Write the data out again, word for word.

** Opening MATERIAL FOR THIS EXERCISE block **

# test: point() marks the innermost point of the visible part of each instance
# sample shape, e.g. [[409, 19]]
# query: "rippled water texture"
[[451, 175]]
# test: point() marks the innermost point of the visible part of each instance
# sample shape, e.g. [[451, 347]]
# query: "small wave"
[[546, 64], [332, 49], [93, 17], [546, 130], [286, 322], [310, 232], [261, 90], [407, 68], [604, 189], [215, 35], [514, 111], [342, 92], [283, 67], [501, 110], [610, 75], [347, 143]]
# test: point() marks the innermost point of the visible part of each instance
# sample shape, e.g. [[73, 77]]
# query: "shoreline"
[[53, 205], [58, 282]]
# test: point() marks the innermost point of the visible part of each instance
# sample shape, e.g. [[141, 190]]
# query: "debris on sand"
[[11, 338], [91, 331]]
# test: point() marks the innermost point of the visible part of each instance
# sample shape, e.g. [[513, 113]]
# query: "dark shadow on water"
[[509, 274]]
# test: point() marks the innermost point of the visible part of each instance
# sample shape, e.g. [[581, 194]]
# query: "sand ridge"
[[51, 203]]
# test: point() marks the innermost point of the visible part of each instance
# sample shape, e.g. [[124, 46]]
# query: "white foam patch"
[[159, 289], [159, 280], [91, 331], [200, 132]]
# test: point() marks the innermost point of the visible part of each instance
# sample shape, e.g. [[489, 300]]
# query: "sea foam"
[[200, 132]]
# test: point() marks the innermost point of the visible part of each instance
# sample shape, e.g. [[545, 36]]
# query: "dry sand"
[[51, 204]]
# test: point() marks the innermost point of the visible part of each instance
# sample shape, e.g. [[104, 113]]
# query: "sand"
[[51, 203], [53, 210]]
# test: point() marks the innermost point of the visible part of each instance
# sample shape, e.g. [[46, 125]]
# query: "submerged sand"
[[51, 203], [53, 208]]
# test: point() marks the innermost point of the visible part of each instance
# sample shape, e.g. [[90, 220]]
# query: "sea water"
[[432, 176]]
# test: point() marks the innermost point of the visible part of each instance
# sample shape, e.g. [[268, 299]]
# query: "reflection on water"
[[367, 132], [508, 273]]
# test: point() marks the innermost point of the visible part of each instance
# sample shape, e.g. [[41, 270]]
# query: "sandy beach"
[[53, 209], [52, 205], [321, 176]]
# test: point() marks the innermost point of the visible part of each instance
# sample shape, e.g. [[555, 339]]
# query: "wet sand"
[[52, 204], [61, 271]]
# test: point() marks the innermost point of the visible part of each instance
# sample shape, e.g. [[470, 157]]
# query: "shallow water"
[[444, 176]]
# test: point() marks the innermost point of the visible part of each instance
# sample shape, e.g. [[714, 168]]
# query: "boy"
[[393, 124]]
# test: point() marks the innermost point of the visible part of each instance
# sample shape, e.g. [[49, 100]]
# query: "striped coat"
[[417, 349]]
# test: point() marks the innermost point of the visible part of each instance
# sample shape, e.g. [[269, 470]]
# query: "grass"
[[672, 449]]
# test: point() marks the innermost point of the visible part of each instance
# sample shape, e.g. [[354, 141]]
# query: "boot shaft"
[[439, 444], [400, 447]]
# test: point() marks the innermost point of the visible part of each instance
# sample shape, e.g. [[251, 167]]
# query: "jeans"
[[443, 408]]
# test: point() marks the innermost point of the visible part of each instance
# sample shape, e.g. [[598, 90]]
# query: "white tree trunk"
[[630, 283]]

** Closing MATERIAL FOR THIS EXERCISE block **

* [RESPONSE TO THIS TASK]:
# test: point() marks the innermost point of the visible part of each instance
# sample shape, e.g. [[409, 19]]
# query: "rippled water texture"
[[451, 175]]
# test: point() marks the innermost point of the visible part of each instance
# sample shape, e.g. [[451, 347]]
# query: "small wave"
[[546, 64], [332, 49], [93, 17], [546, 130], [286, 322], [310, 232], [261, 90], [407, 68], [604, 189], [215, 35], [514, 111], [342, 92], [283, 67], [501, 110], [610, 75], [347, 143]]
# test: point() marks the innermost point of the visible part of each instance
# sample shape, e.g. [[73, 77]]
# query: "shoreline"
[[53, 205], [58, 282]]
# test: point() marks the innermost point of the visible part of each instance
# sample shape, e.g. [[141, 190]]
# query: "debris on sand"
[[11, 338], [91, 331]]
# test: point() marks the innermost point of the visible part of each instance
# sample shape, e.g. [[513, 113]]
# query: "dark shadow on water"
[[509, 274]]
# test: point() marks the innermost point of the visible part of each instance
# sample shape, e.g. [[581, 194]]
# query: "sand ridge"
[[51, 203]]
# test: point() marks the innermost point of the visible part of each instance
# sample shape, e.g. [[124, 46]]
# query: "white foam patch"
[[159, 289], [159, 280], [91, 331], [200, 132]]
# test: point() marks the innermost point of the visible part of each instance
# sample shape, e.g. [[489, 300]]
# query: "sea foam"
[[200, 132]]
# test: point() marks the innermost point of the visible part of each instance
# sample shape, e.g. [[545, 36]]
# query: "dry sand"
[[51, 204]]
# test: point() marks the innermost point of the visible part of each instance
# sample shape, e.g. [[104, 113]]
# query: "sand"
[[51, 203], [53, 210]]
# test: point() marks the innermost point of the visible part of each instance
# sample shape, e.g. [[46, 125]]
# query: "submerged sand"
[[51, 203], [53, 208]]
# test: point() marks the innermost point of the visible part of each instance
# sample shape, e.g. [[90, 220]]
# query: "sea water"
[[432, 176]]
# test: point() marks the innermost point of the visible part of each instance
# sample shape, e.g. [[268, 299]]
# query: "reflection on water"
[[367, 132], [508, 273]]
# test: point() marks the innermost point of the visible part of each instance
# sample shape, e.g. [[41, 270]]
# query: "sandy beach"
[[53, 209], [52, 205], [321, 176]]
# test: point() marks the innermost point of the visible part of each instance
# sample shape, e.g. [[555, 339]]
# query: "wet sand"
[[52, 204], [61, 271]]
# test: point() marks the innermost point of the visible part of each instance
# sample shape, e.g. [[470, 157]]
# query: "shallow water"
[[444, 176]]
# test: point() marks the innermost point of the visible part of each instance
# sample shape, e.g. [[714, 168]]
# query: "boy"
[[393, 124]]
# test: point() marks the innermost point of the visible part of each instance
# sample shape, e.g. [[49, 100]]
# query: "striped coat"
[[417, 349]]
# test: point() marks the innermost point of the visible part of each instance
# sample shape, e.g. [[269, 470]]
# query: "grass"
[[672, 449]]
# test: point() marks the innermost point of the visible part of each instance
# sample shape, e.g. [[354, 141]]
# query: "boot shaft"
[[439, 444], [400, 447]]
# test: point() marks the innermost point of the visible part of each instance
# sample shape, e.g. [[251, 167]]
# query: "jeans"
[[443, 408]]
# test: point() marks the innermost point of the visible part of each instance
# sample shape, e.g. [[598, 90]]
# query: "white tree trunk"
[[630, 283]]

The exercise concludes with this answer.